## Begin Records for the exercise

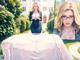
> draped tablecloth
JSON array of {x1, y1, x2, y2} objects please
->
[{"x1": 1, "y1": 33, "x2": 73, "y2": 60}]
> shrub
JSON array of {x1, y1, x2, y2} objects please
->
[
  {"x1": 16, "y1": 15, "x2": 29, "y2": 33},
  {"x1": 0, "y1": 7, "x2": 15, "y2": 41}
]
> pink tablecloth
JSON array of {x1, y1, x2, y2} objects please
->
[{"x1": 1, "y1": 34, "x2": 72, "y2": 60}]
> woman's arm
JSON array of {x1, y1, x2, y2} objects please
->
[{"x1": 29, "y1": 12, "x2": 32, "y2": 21}]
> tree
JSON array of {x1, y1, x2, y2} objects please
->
[
  {"x1": 0, "y1": 0, "x2": 23, "y2": 18},
  {"x1": 0, "y1": 6, "x2": 15, "y2": 41}
]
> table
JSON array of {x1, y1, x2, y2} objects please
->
[{"x1": 1, "y1": 33, "x2": 73, "y2": 60}]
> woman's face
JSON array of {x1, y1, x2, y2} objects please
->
[
  {"x1": 34, "y1": 4, "x2": 38, "y2": 10},
  {"x1": 61, "y1": 10, "x2": 74, "y2": 27}
]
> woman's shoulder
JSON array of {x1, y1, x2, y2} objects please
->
[
  {"x1": 53, "y1": 28, "x2": 59, "y2": 35},
  {"x1": 76, "y1": 30, "x2": 80, "y2": 40}
]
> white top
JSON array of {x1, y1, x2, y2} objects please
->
[{"x1": 1, "y1": 33, "x2": 72, "y2": 60}]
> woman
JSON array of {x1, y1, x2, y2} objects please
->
[
  {"x1": 53, "y1": 2, "x2": 80, "y2": 40},
  {"x1": 29, "y1": 3, "x2": 42, "y2": 33}
]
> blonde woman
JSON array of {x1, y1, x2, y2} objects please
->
[
  {"x1": 54, "y1": 2, "x2": 80, "y2": 40},
  {"x1": 29, "y1": 2, "x2": 42, "y2": 33}
]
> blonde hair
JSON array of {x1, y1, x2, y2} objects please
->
[
  {"x1": 57, "y1": 2, "x2": 80, "y2": 32},
  {"x1": 32, "y1": 2, "x2": 40, "y2": 12}
]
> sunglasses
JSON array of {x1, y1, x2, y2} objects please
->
[{"x1": 61, "y1": 15, "x2": 74, "y2": 20}]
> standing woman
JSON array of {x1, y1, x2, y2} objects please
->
[
  {"x1": 54, "y1": 2, "x2": 80, "y2": 40},
  {"x1": 29, "y1": 3, "x2": 42, "y2": 33}
]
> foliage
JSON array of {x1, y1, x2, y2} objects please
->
[{"x1": 0, "y1": 7, "x2": 15, "y2": 40}]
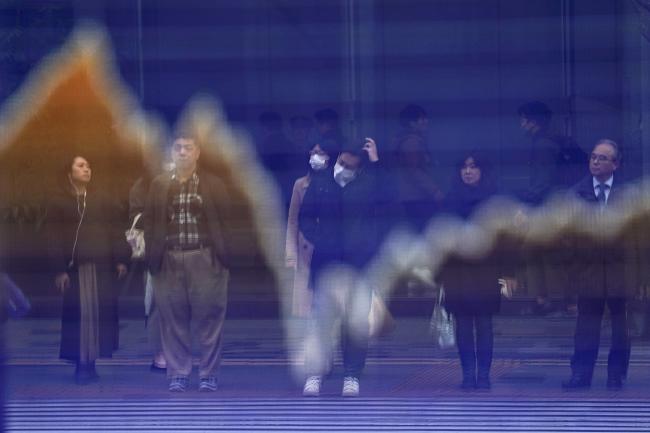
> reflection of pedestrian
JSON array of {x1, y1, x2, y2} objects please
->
[
  {"x1": 393, "y1": 105, "x2": 443, "y2": 230},
  {"x1": 285, "y1": 140, "x2": 338, "y2": 317},
  {"x1": 144, "y1": 137, "x2": 230, "y2": 392},
  {"x1": 129, "y1": 174, "x2": 167, "y2": 372},
  {"x1": 259, "y1": 112, "x2": 298, "y2": 212},
  {"x1": 438, "y1": 152, "x2": 501, "y2": 390},
  {"x1": 562, "y1": 140, "x2": 640, "y2": 390},
  {"x1": 518, "y1": 101, "x2": 574, "y2": 314},
  {"x1": 300, "y1": 139, "x2": 386, "y2": 397},
  {"x1": 47, "y1": 156, "x2": 129, "y2": 384}
]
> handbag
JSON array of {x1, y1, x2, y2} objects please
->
[
  {"x1": 429, "y1": 287, "x2": 456, "y2": 349},
  {"x1": 124, "y1": 212, "x2": 144, "y2": 259},
  {"x1": 0, "y1": 273, "x2": 32, "y2": 319}
]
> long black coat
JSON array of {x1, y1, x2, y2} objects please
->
[
  {"x1": 570, "y1": 176, "x2": 642, "y2": 298},
  {"x1": 438, "y1": 183, "x2": 507, "y2": 314},
  {"x1": 46, "y1": 191, "x2": 130, "y2": 361}
]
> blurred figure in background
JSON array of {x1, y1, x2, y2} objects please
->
[
  {"x1": 129, "y1": 164, "x2": 167, "y2": 372},
  {"x1": 46, "y1": 155, "x2": 129, "y2": 384},
  {"x1": 314, "y1": 108, "x2": 345, "y2": 144},
  {"x1": 393, "y1": 104, "x2": 443, "y2": 231},
  {"x1": 289, "y1": 116, "x2": 314, "y2": 156},
  {"x1": 258, "y1": 111, "x2": 297, "y2": 212},
  {"x1": 517, "y1": 101, "x2": 575, "y2": 314}
]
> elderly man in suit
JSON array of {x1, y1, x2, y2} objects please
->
[{"x1": 562, "y1": 139, "x2": 639, "y2": 390}]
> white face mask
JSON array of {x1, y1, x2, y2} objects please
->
[
  {"x1": 334, "y1": 162, "x2": 357, "y2": 187},
  {"x1": 309, "y1": 153, "x2": 329, "y2": 170}
]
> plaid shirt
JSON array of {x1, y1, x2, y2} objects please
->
[{"x1": 166, "y1": 172, "x2": 207, "y2": 247}]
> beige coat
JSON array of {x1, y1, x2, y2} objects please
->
[{"x1": 285, "y1": 176, "x2": 314, "y2": 317}]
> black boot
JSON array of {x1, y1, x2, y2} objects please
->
[
  {"x1": 74, "y1": 361, "x2": 99, "y2": 385},
  {"x1": 459, "y1": 349, "x2": 476, "y2": 391},
  {"x1": 476, "y1": 368, "x2": 492, "y2": 390},
  {"x1": 562, "y1": 371, "x2": 591, "y2": 391}
]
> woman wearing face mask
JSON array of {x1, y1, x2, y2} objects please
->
[
  {"x1": 438, "y1": 151, "x2": 501, "y2": 390},
  {"x1": 285, "y1": 140, "x2": 338, "y2": 317},
  {"x1": 300, "y1": 139, "x2": 389, "y2": 397},
  {"x1": 47, "y1": 155, "x2": 130, "y2": 384}
]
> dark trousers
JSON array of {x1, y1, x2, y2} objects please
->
[
  {"x1": 454, "y1": 313, "x2": 494, "y2": 377},
  {"x1": 571, "y1": 296, "x2": 630, "y2": 380}
]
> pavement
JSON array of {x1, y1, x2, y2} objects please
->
[{"x1": 5, "y1": 308, "x2": 650, "y2": 432}]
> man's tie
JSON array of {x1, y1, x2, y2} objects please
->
[{"x1": 596, "y1": 183, "x2": 609, "y2": 210}]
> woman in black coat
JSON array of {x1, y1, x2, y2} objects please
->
[
  {"x1": 439, "y1": 152, "x2": 501, "y2": 389},
  {"x1": 47, "y1": 156, "x2": 129, "y2": 384}
]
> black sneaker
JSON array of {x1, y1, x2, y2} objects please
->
[
  {"x1": 199, "y1": 376, "x2": 218, "y2": 392},
  {"x1": 74, "y1": 362, "x2": 99, "y2": 385},
  {"x1": 169, "y1": 376, "x2": 189, "y2": 392}
]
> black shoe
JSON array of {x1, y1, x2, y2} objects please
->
[
  {"x1": 533, "y1": 301, "x2": 555, "y2": 316},
  {"x1": 460, "y1": 377, "x2": 476, "y2": 391},
  {"x1": 149, "y1": 362, "x2": 167, "y2": 373},
  {"x1": 476, "y1": 376, "x2": 492, "y2": 390},
  {"x1": 607, "y1": 376, "x2": 623, "y2": 391},
  {"x1": 562, "y1": 374, "x2": 591, "y2": 391},
  {"x1": 74, "y1": 362, "x2": 99, "y2": 385}
]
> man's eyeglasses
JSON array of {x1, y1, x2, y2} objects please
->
[
  {"x1": 172, "y1": 143, "x2": 196, "y2": 152},
  {"x1": 589, "y1": 153, "x2": 614, "y2": 162}
]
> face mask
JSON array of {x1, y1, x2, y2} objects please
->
[
  {"x1": 309, "y1": 153, "x2": 328, "y2": 170},
  {"x1": 334, "y1": 162, "x2": 357, "y2": 187}
]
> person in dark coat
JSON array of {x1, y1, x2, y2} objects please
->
[
  {"x1": 393, "y1": 104, "x2": 444, "y2": 231},
  {"x1": 438, "y1": 151, "x2": 502, "y2": 390},
  {"x1": 562, "y1": 139, "x2": 641, "y2": 390},
  {"x1": 47, "y1": 156, "x2": 129, "y2": 384},
  {"x1": 299, "y1": 139, "x2": 388, "y2": 397}
]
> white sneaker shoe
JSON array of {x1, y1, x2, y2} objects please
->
[
  {"x1": 341, "y1": 376, "x2": 359, "y2": 397},
  {"x1": 302, "y1": 376, "x2": 321, "y2": 397}
]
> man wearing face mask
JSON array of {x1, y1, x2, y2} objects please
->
[
  {"x1": 285, "y1": 140, "x2": 339, "y2": 317},
  {"x1": 300, "y1": 138, "x2": 390, "y2": 397}
]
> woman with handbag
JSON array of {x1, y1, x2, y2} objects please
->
[
  {"x1": 438, "y1": 152, "x2": 501, "y2": 390},
  {"x1": 47, "y1": 155, "x2": 129, "y2": 384}
]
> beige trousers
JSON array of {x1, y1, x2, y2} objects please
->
[{"x1": 153, "y1": 248, "x2": 229, "y2": 378}]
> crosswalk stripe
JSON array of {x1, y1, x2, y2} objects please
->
[{"x1": 5, "y1": 398, "x2": 650, "y2": 432}]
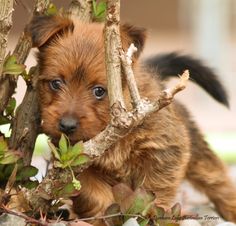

## End Records for the exercise

= Instructions for the task =
Find each line of the material above that contains the string "mask", and copy every one of them. Case matters.

= Answer in full =
> white face mask
> woman wearing face mask
> face mask
> man wearing face mask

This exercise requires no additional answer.